§ **TO BE DONE**:
[1] In the legacy modernization passage, what is named as one way to help mitigate the pain of reconciling conflicts between the old and new systems?
[2] Please continue the legacy modernization passage from the point where it stops.

§ **DOCUMENT SEGMENT**:
>>

A common occurence in legacy modernization (and other projects) is the case where a system is fractionally replaced. This typically takes shape by a coherent grouping of functionality being determined, then being rebuilt as a separate system that integrates back with the original system. This approach tends to be successful when the original system is overloaded, as it can (if built correctly) take a lot of the burden off the source system, especially if the new system integrates with the source system via batched data. The more a user can do in the new system without it having to interact with the original system, the more burden can be taken off of that source system, but this increases the amount of truth that this new system holds and increases the odds of conflicts betweeen the two systems. It’s not uncommon, for example, for data to change in the old system, invalidating some of the choices made in the new. Storing data as an event log is one way to help mitigate the pain of reconciling these conflicts.

Consider the following use case:

You are building the new coverage comparison tool for an auto insurance company. Demographic data for covered individuals (age, SSN, driver’s license #, etc) is collected in the old system. Data about covered vehicles (VIN, mileage, etc) is also entered in the old system. Your system needs to cover the following features:

  • Grouping covered individuals in 1..n policies in order to maximize discounts (a user might not want a high-risk driver pulling up the rate for other drivers, for example)
  • Attaching vehicles to the above policies
  • Collecting coverage limits (liability, etc) for the given policy
  • Collecting exclusions for vehicles and drivers (a user might not want a high-risk driver to be covered for a shiny new car)

<<

(Records taken from a collection)
>>

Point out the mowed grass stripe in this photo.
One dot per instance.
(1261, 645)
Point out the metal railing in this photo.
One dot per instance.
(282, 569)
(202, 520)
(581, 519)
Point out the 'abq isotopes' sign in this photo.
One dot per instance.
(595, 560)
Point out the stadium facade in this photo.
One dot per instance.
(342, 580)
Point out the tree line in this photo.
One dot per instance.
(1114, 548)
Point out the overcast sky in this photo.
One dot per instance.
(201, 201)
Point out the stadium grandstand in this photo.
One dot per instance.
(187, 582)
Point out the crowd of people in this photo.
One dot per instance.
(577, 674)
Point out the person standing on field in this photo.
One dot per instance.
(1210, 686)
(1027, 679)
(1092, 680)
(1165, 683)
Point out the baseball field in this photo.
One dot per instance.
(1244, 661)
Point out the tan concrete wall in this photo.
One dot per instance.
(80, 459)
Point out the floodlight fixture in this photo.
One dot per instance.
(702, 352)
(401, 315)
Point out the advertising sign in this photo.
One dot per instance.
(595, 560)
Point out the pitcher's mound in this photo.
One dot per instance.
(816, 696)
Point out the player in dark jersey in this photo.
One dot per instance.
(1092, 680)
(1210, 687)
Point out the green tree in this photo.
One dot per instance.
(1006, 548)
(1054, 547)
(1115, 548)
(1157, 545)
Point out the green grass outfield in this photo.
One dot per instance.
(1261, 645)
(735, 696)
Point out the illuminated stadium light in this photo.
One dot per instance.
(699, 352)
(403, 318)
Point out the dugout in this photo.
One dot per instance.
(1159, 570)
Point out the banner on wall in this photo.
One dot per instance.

<<

§ **EXPECTED RESULTS**:
[1] Storing data as an event log.

[2]
Some likely sources of conflict between the old and new system include:

  • Removing a covered individual that has already been grouped into a policy
  • Removing a vehicle for which an individual has been excluded
  • Adding a new vehicle after grouping is complete
  • Adding a new covered individual after grouping is complete

By business policy, this shopping experience needs to retain in-flight comparisons for 30 days, leaving a sizeable window where this system is the only one that knows certain facts pertaining to who the user wants covered on what policy with what vehicles.

Let’s take a quick look at how a rough version of this could work in TypeScript:

Given the following edge types describing the input from the legacy system and expected output…

export type Person = {
  id: number,
  age: number,
  years_licensed: number,
  name: string,
  ssn: string
}

export type Vehicle = {
  id: number,
  make: string,
  model: string,
  year: number,
  vin: string
}

export type LegacyInput = {
  people: Person[],
  vehicles: Vehicle[]
}

export type Exclusion = {
  driver_id: number,
  vehicle_id: number
}

export type Group = {
  id: number
  vehicles: Vehicle[]
  drivers: Person[]
  limit?: number
}

export type Output = {
  groups: Group[]
  exclusions: Exclusion[]
}

…the following input from the legacy system…

import {LegacyInput} from '../edge_types';

export let payload: LegacyInput = {
  people: [
    {
      id: 1,
      age: 35,
      years_licensed: 18,
      name: "Jimmy Jams",
      ssn: "111-11-1111"
    },
    {
      id: 2,
      age: 34,
      years_licensed: 18,
      name: "Joanie Jams",
      ssn: "222-22-2222"
    },
    {
      id: 3,
      age: 17,
      years_licensed: 1,
      name: "Jimmy Jams II",
      ssn: "333-33-3333"
    }
  ],
  vehicles: [
    {
      id: 1,
      make: "GMC",
      model: "Sonoma",
      year: 2005,
      vin: "12345678901234"
    },
    {
      id: 2,
      make: "Chevy",
      model: "Sonoma",
      year: 2005,
      vin: "43210987654321"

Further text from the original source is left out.